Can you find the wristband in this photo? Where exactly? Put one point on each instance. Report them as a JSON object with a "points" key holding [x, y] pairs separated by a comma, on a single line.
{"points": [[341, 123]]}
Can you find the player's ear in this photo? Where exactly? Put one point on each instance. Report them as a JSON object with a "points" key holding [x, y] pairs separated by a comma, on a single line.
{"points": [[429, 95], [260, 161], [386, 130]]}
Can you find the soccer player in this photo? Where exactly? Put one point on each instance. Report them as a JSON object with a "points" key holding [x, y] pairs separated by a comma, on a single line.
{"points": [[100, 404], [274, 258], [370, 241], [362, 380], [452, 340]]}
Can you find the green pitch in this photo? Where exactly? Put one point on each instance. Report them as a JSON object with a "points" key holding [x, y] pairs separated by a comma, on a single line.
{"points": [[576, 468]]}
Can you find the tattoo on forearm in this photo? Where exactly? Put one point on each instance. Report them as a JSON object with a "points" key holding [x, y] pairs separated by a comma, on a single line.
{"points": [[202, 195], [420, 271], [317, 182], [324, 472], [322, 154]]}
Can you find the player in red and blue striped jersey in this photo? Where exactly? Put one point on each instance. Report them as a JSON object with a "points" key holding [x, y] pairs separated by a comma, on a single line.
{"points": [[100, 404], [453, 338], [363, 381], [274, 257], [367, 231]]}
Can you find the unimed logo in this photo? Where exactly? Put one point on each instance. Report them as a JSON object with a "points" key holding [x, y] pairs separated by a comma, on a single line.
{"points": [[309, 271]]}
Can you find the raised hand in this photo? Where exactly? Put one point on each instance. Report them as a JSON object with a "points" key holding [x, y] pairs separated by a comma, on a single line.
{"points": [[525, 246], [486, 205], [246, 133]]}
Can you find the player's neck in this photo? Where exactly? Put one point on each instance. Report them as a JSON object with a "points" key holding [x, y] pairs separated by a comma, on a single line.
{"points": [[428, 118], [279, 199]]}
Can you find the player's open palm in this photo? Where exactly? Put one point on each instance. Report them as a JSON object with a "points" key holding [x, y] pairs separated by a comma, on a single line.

[What is needed]
Recast all of the items above as a numbered list, omitting any blank lines.

[Solved problem]
1. Can you find the wristband in this photo? Where exactly? Put one point on each instance. Report them as a JSON object with a "points" key holding [x, y] pairs separated by a comma, on a single line.
2. {"points": [[341, 123]]}
3. Can you find the player's ear in this photo? Where exactly? Put one point on each instance. Report them as a JSON object with a "points" key holding [x, y] pairs separated by a comma, on a single line.
4. {"points": [[429, 95], [260, 161], [386, 130]]}
5. Can you find the soccer player in this photo? Where exactly? Put one point on each instance. Report them as a JSON object with a "points" key holding [x, y] pairs separated by a comma, on a single line.
6. {"points": [[100, 404], [274, 258], [370, 241], [362, 380], [452, 340]]}
7. Can you find the green pitch in this photo? Where exactly? Put one point on each instance. Report them as a JSON object with a "points" key holding [x, y] pairs separated by a comma, on a single line.
8. {"points": [[576, 468]]}
9. Can you find the tattoo on forearm in this photo? Where exactly? Put one point on each instance. Report them as a JSON object with a "points" key holding [x, y] pairs separated by a comma, on a single line.
10. {"points": [[202, 195], [420, 271], [317, 182], [324, 472], [322, 154]]}
11. Can you find the player in red and blue striped jersey in this photo? Where exactly? Put one point on each instance. Report them as a JSON object with a "points" key holding [x, y] pairs separated by a comma, on a single line.
12. {"points": [[100, 404], [453, 338], [363, 381], [274, 257], [367, 231]]}
13. Can you find the unimed logo in this photo? Where exactly? Put one point on each instance. Report them as a JSON object with a "points" key holding [x, y] pairs separated by a comma, on a single line.
14. {"points": [[309, 271]]}
15. Can you find the raised hand in this photo? Where exactly? Put one point on each instance. Report them as a JSON object with a "points" key holding [x, y] pairs separated by a comma, on a single line.
16. {"points": [[525, 246], [486, 205], [246, 133]]}
17. Can you find the player's neck in this photo? Where exactly? Put one point on each instance. Report them as a JSON object with a "points" key holding [x, y] pairs separated by a comma, on a single line.
18. {"points": [[428, 118], [279, 199]]}
19. Can you find the player's open palm in this photo? Where exactly? Put one point on each instance. Report them as a JSON object with a "points" key holding [x, y] pairs separated by a comma, on a single line.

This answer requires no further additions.